**Aim of the task:** Pick out each line in the records below that includes the word "sleeve". Copy those lines.

Image box annotation records
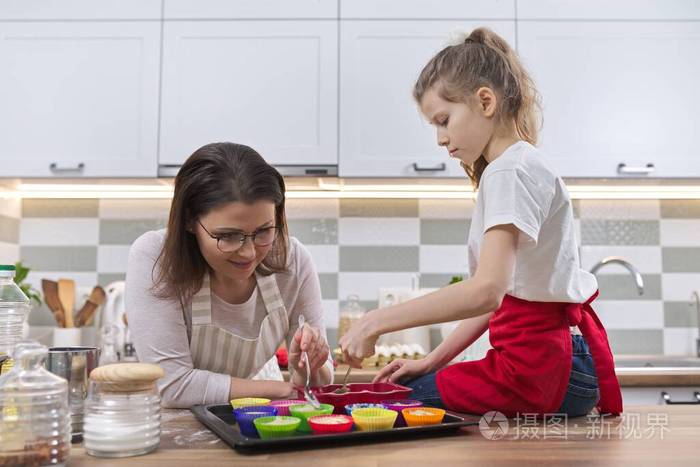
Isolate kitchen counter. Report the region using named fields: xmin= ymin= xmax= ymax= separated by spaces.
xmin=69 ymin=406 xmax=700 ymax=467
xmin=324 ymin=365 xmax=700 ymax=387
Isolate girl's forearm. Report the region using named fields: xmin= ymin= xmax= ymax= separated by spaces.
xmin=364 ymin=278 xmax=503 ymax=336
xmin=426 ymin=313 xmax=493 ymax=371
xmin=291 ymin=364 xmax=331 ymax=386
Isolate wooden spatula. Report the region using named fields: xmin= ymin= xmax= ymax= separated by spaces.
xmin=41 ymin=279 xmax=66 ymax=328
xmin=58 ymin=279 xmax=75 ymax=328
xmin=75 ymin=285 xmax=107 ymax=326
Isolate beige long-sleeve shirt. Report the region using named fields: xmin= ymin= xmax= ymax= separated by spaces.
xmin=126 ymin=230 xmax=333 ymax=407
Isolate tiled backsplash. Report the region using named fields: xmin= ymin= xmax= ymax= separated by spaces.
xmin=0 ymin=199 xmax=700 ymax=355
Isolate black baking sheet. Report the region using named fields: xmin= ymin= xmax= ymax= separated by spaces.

**Task result:**
Isolate beige long-sleeve shirt. Report the region using named fields: xmin= ymin= xmax= ymax= separated by spaces.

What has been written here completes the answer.